Stated goal =
Reproduce every line of the listing below word for word, leaving out the pictures.

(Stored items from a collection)

───

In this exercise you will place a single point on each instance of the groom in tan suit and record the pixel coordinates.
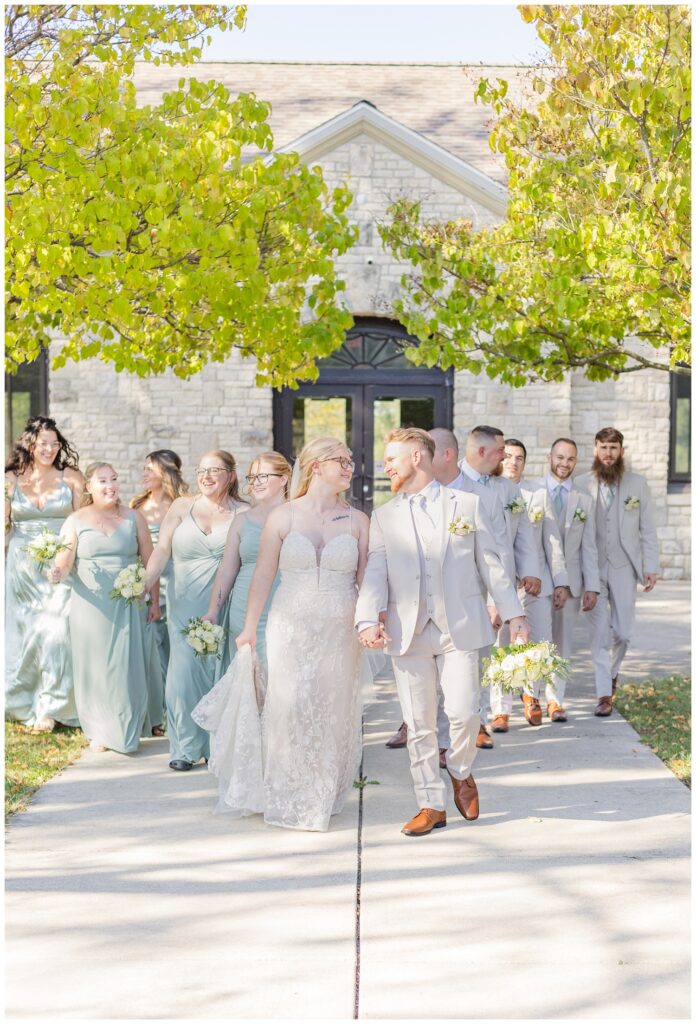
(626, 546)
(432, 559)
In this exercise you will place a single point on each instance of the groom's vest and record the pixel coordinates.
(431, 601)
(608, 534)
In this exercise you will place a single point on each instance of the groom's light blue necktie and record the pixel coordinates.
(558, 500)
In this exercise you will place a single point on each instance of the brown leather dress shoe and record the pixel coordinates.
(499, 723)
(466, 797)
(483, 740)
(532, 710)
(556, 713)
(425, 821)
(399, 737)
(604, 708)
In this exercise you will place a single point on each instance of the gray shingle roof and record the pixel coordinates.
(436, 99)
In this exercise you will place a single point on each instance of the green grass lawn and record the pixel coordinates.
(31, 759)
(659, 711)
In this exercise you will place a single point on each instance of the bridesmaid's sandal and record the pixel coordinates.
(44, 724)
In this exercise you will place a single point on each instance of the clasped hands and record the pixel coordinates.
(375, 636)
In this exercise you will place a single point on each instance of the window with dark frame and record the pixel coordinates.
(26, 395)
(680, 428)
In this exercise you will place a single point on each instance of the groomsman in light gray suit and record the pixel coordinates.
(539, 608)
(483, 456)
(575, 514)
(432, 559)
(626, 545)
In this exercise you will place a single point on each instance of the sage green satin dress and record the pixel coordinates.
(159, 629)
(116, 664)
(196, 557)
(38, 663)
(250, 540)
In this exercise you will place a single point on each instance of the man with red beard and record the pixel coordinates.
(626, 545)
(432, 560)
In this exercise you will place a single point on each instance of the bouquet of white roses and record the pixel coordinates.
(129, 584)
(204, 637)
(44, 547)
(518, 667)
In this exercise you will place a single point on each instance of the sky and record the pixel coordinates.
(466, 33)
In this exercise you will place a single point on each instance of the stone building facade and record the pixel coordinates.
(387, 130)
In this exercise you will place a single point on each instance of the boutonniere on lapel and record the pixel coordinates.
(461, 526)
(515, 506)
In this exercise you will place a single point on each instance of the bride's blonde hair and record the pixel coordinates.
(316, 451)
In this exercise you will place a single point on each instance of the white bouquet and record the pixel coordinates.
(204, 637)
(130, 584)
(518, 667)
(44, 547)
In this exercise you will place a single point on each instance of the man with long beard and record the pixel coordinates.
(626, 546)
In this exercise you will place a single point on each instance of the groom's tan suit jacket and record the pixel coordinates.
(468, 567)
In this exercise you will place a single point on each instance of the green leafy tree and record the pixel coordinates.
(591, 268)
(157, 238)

───

Correct output =
In this exercise you will place a single point on each instance of the groom in tan suit and record the pixel coordinates.
(626, 546)
(432, 559)
In this exercise you will place a single point on each instance of the groom's vest and record the pixel coordinates.
(431, 601)
(608, 534)
In this exercise you will place a single point on each instance of the groom's light blue necktie and record the pixel coordinates.
(558, 500)
In this exercise you will place a single point on each instance of the brown leather dress shoe and record the pixel coordinates.
(499, 723)
(466, 797)
(483, 740)
(532, 710)
(556, 713)
(425, 821)
(399, 737)
(604, 708)
In this exercise you will place a single point on each instance of the gray shingle roof and record the pixel coordinates.
(436, 99)
In this exercise you will place a single point on each instance of the green grass lawn and record the pixel coordinates.
(31, 759)
(659, 711)
In this exercise you will place a single point on each instance of the bridesmaid's sandal and record the pixel coordinates.
(44, 724)
In this exercise you will place a single point on each instance of the clasped hands and record the pixel coordinates.
(375, 636)
In this exercise you will place a single point on each instance of the window with dark frame and record the pixel coordinates.
(26, 395)
(680, 428)
In this exercise you will place a single point on each instance of the groomsman in light gray suit and record the pixel coordinates.
(539, 608)
(483, 456)
(575, 514)
(432, 559)
(626, 545)
In this exercise you will place a single point on each instance of the sage green satin dress and record the pixel coordinates.
(159, 629)
(116, 664)
(196, 557)
(38, 663)
(250, 540)
In this exercise you will place a single point on each instance of the man with red beard and record the pixel coordinates.
(626, 545)
(432, 560)
In this exercise you will place a single point on each instance of the bouquet of white roses and record the pixel coordinates.
(129, 584)
(204, 637)
(44, 547)
(518, 667)
In this exercise you will place a single point on each instance of the sky and record the pixel coordinates.
(466, 33)
In this exercise you will place a single point on each instance of the stone building facade and record the pixel coordinates.
(387, 130)
In this exercise you will place a single point on each instance of the boutonniere on lapel and record the pixel coordinates.
(461, 526)
(515, 506)
In this exercise you will place a single point on each instance of the bride's blonde hair and record the pixel coordinates.
(316, 451)
In this exercise you will place a single point on each instance of the white bouquet and record the pixel coordinates.
(204, 637)
(130, 584)
(518, 667)
(44, 547)
In this exercise you will place a single point on each instance of the man with long beard and record the pixel coordinates.
(626, 546)
In this exercise you will place a single point on each instance of the groom's tan suit jacket and record the pixel coordinates.
(468, 567)
In this exercise you will place a single point on each instance of the green leafy tree and record the pixel coordinates.
(591, 268)
(157, 238)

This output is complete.